Location-labeling records
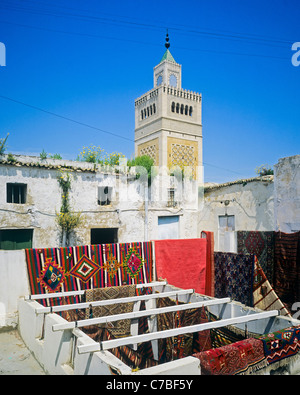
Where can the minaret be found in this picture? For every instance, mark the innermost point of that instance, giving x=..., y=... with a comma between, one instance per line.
x=168, y=119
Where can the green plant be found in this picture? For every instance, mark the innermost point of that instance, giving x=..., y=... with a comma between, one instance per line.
x=91, y=154
x=3, y=144
x=142, y=161
x=264, y=170
x=113, y=159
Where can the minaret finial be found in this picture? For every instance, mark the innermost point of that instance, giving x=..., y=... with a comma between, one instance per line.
x=167, y=44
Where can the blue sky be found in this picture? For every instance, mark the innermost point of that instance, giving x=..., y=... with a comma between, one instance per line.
x=87, y=61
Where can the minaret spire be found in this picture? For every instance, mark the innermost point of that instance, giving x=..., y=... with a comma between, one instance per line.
x=167, y=44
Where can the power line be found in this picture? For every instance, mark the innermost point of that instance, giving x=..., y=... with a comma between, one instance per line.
x=91, y=127
x=176, y=27
x=147, y=43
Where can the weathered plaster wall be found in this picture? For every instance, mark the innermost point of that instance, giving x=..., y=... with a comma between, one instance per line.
x=287, y=194
x=135, y=219
x=251, y=202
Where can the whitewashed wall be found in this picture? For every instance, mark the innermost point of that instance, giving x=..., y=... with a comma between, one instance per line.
x=287, y=194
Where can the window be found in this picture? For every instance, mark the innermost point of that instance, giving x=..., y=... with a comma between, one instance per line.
x=168, y=227
x=104, y=196
x=16, y=193
x=16, y=239
x=227, y=222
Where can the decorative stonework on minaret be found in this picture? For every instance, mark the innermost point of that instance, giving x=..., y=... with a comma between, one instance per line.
x=168, y=119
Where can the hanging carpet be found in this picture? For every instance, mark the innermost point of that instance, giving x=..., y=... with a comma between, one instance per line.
x=240, y=358
x=264, y=296
x=182, y=262
x=86, y=267
x=234, y=276
x=119, y=328
x=210, y=266
x=281, y=344
x=261, y=244
x=287, y=268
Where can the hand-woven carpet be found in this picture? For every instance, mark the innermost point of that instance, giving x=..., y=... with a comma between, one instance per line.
x=287, y=267
x=181, y=346
x=210, y=266
x=264, y=296
x=260, y=243
x=182, y=262
x=119, y=328
x=240, y=358
x=281, y=344
x=234, y=276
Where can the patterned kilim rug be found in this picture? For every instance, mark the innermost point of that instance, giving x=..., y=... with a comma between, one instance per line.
x=183, y=345
x=264, y=296
x=88, y=267
x=234, y=276
x=287, y=267
x=240, y=358
x=260, y=243
x=281, y=344
x=119, y=328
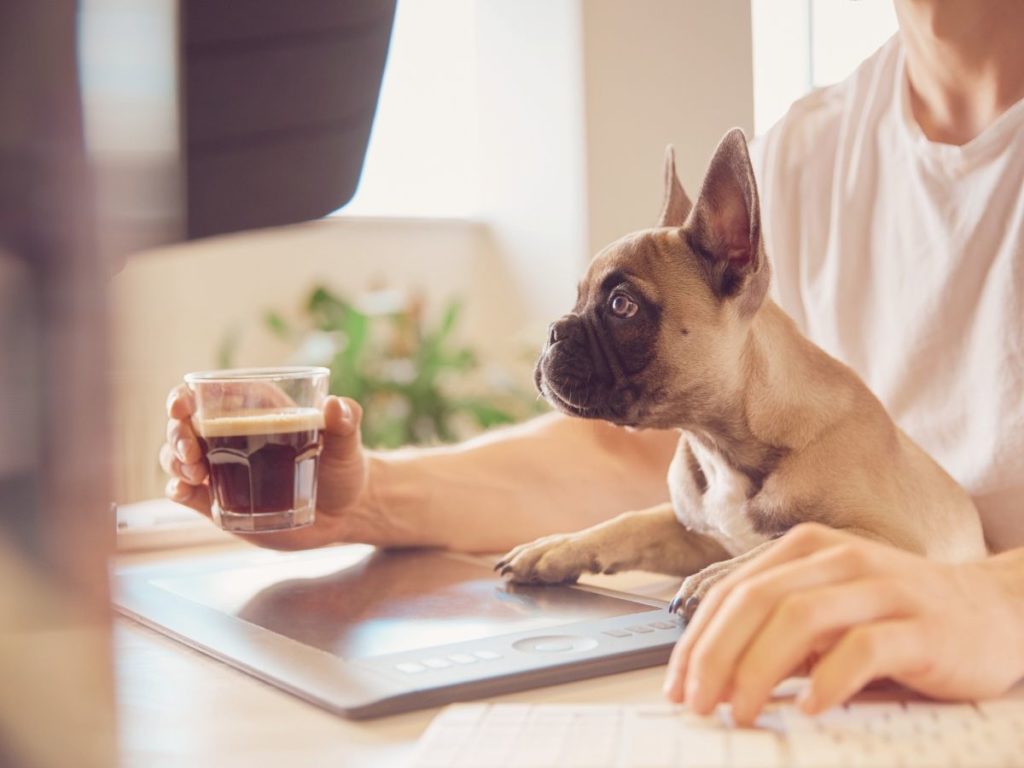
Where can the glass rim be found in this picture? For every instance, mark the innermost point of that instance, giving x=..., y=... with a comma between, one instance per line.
x=279, y=373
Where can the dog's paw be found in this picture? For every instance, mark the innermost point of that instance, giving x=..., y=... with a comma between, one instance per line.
x=695, y=587
x=553, y=559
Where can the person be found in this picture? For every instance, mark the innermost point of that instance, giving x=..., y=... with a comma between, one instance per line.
x=893, y=210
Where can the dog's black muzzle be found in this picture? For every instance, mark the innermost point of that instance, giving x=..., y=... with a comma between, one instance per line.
x=573, y=373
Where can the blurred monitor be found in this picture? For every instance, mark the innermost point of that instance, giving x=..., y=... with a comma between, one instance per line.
x=125, y=124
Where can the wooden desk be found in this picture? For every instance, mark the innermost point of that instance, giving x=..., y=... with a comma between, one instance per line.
x=179, y=708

What to do
Put everything from the line containing "Where can the window" down to the line containing "x=893, y=210" into a Markdown table with the columns "Number" and "Entry", skipping blank lines and leaving the pictures out.

Expected answer
| Number | Entry |
|---|---|
| 1 | Where can the window be found in this picture? For every instance, mark the innermost point of that instance, giving x=..., y=... with a comma between, one instance per line. |
| 2 | x=168, y=227 |
| 3 | x=104, y=196 |
| 4 | x=16, y=193 |
| 5 | x=16, y=239 |
| 6 | x=227, y=222 |
| 7 | Where can the decorative stonework on minaret be found in this picture? For every instance, mark the innermost point of that instance, giving x=..., y=... with a comma between, one instance per line. |
| 8 | x=168, y=119 |
| 9 | Where can the hanging carpet be found in this picture? For every instance, mark the innermost point of that instance, giving x=..., y=... with a comma between, one instance per line. |
| 10 | x=240, y=358 |
| 11 | x=264, y=296 |
| 12 | x=182, y=262 |
| 13 | x=86, y=267 |
| 14 | x=234, y=276 |
| 15 | x=119, y=328 |
| 16 | x=210, y=266 |
| 17 | x=281, y=344 |
| 18 | x=261, y=244 |
| 19 | x=287, y=268 |
| 20 | Where can the hand-woven carpet be found in this picture? For every instance, mark the innermost point of that instance, giving x=..., y=... with a comma between, one instance per line. |
| 21 | x=287, y=267 |
| 22 | x=181, y=346 |
| 23 | x=210, y=266 |
| 24 | x=264, y=296 |
| 25 | x=260, y=243 |
| 26 | x=182, y=262 |
| 27 | x=119, y=328 |
| 28 | x=240, y=358 |
| 29 | x=281, y=344 |
| 30 | x=234, y=276 |
| 31 | Where can the patterned kilim rug be found in this picture? For every instance, mark the innermost point of that instance, giving x=..., y=... with a comma between, one instance per line. |
| 32 | x=183, y=345 |
| 33 | x=264, y=296 |
| 34 | x=88, y=267 |
| 35 | x=234, y=276 |
| 36 | x=287, y=267 |
| 37 | x=240, y=358 |
| 38 | x=260, y=243 |
| 39 | x=281, y=344 |
| 40 | x=119, y=328 |
| 41 | Where can the glass rim be found in this picture? For every instance, mark the innermost point of that instance, giving x=..., y=... with a comma between, one instance per line. |
| 42 | x=279, y=373 |
| 43 | Where can the dog's paw be found in this picture? For every instance, mark the innermost point of that instance, giving x=..., y=... with a comma between, one instance per line. |
| 44 | x=695, y=587 |
| 45 | x=553, y=559 |
| 46 | Where can the person be found in this picture? For every instance, mark the innermost point of that instance, giving x=..., y=... with a comma between, one instance per line. |
| 47 | x=893, y=210 |